[SELECTED TEXT]
— start —
Herein, to break the eigen-polarization constraint we propose the dispersive Jones matrix method through constructing wavelength-decoupled coherent pixel based on all-silicon metasurface. Without spatial or time cost and crosstalk, this method enables the independent phase manipulations on any desired orthogonal polarization channels at predefined discrete wavelengths. It broadens the polarization applications from scientific research to industry in an ultra-compact and integratable manner which would require various cascaded elements in parallel otherwise.

Results

Design principle

As shown in Fig. 1b, the EPS can be accordingly adjusted through rotating the metaatoms at one single wavelength. Together with propagation phase control, the flexible metaatoms rotation enables the full phase manipulation in ref. ¹⁹ over one pair of arbitrarily selected orthogonal polarizations P₁ and P₁* at λ₁. However, the simultaneous full control over another pair of arbitrary selected orthogonal polarizations P₂ and P₂* at λ₂ further requires that the metaatom with rotation angle θ₂ should satisfy two different phase shifts at λ₁ and λ₂ at the same time. Although this constraint can be alleviated by optimizing metaatom’s parameters other than the rotation angle (e.g., out-of-plane height or in-plane long/short axes), it would be challenging, if not impossible, to simultaneously and independently control phase over two (and more than two) pairs of orthogonal polarizations at different wavelengths, since the conversion path (and its related phase shift) for P₁–P₁* would differ from that for P₂–P₂* as Fig. 1b shows. For more pairs of orthogonal polarizations P_n and P_n*, the eigen-polarization restrictions on the phase control becomes more critical. Until now, there is still no work reporting on the phase manipulations over more than two different pairs of orthogonal polarizations at multiple wavelengths.
— end —
[PROVIDED MATERIAL]
— start —
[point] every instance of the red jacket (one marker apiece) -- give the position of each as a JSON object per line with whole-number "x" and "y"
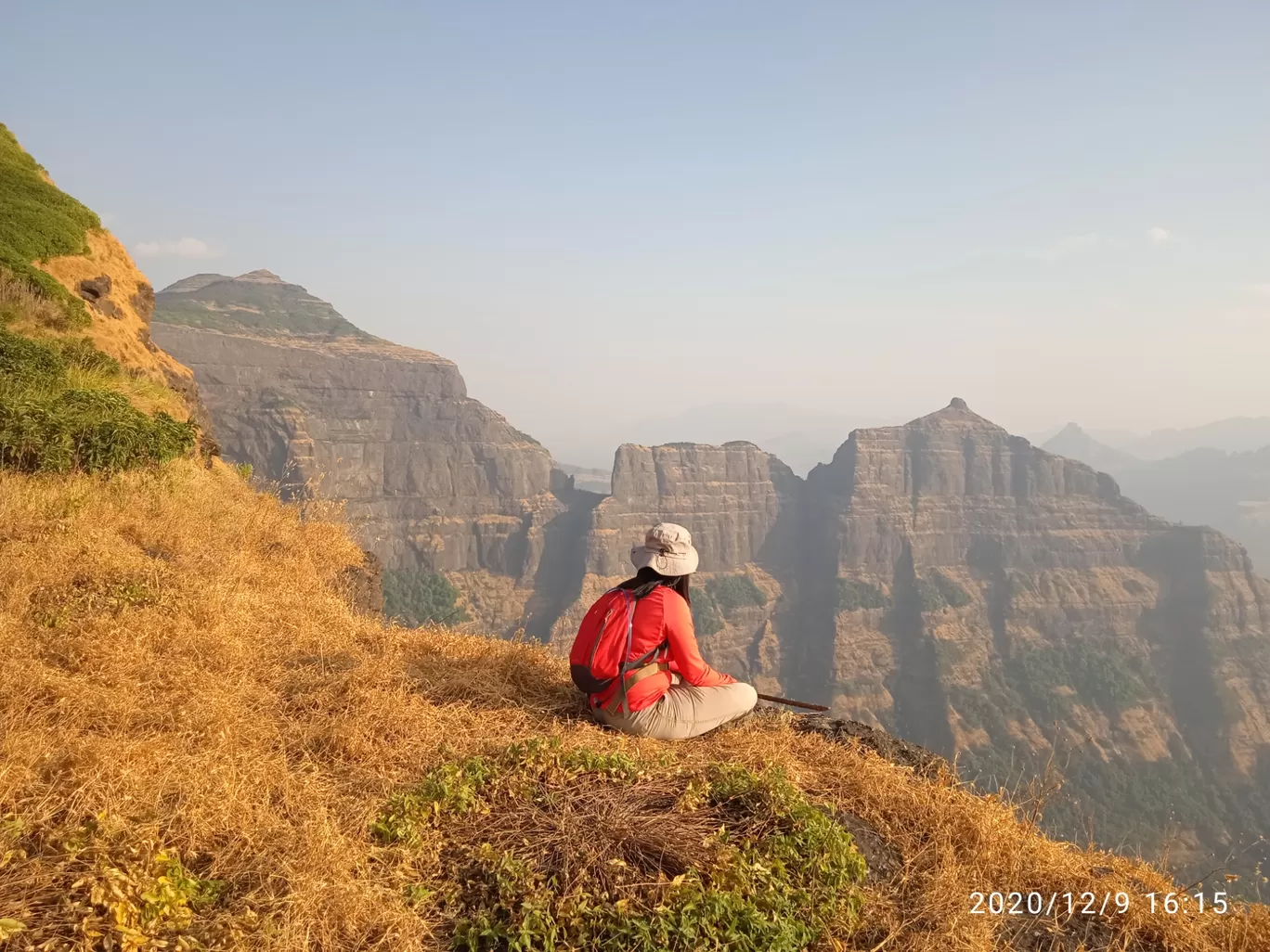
— end —
[WHAT TO DO]
1. Answer these questions from the metasurface text, each on its own line and marked (a), (b), (c) like the questions:
(a) What material is the metasurface in the proposed method made of?
(b) Under "Design principle," how can the EPS be adjusted at one single wavelength?
(c) What does the text say no work has reported until now?
2. Transcribe the part of the metasurface text that opens with the words "Herein, to break" and closes with "in parallel otherwise.".

[TASK ANSWERS]
1.
(a) All-silicon.
(b) By rotating the metaatoms.
(c) Phase manipulations over more than two different pairs of orthogonal polarizations at multiple wavelengths.

2.
Herein, to break the eigen-polarization constraint we propose the dispersive Jones matrix method through constructing wavelength-decoupled coherent pixel based on all-silicon metasurface. Without spatial or time cost and crosstalk, this method enables the independent phase manipulations on any desired orthogonal polarization channels at predefined discrete wavelengths. It broadens the polarization applications from scientific research to industry in an ultra-compact and integratable manner which would require various cascaded elements in parallel otherwise.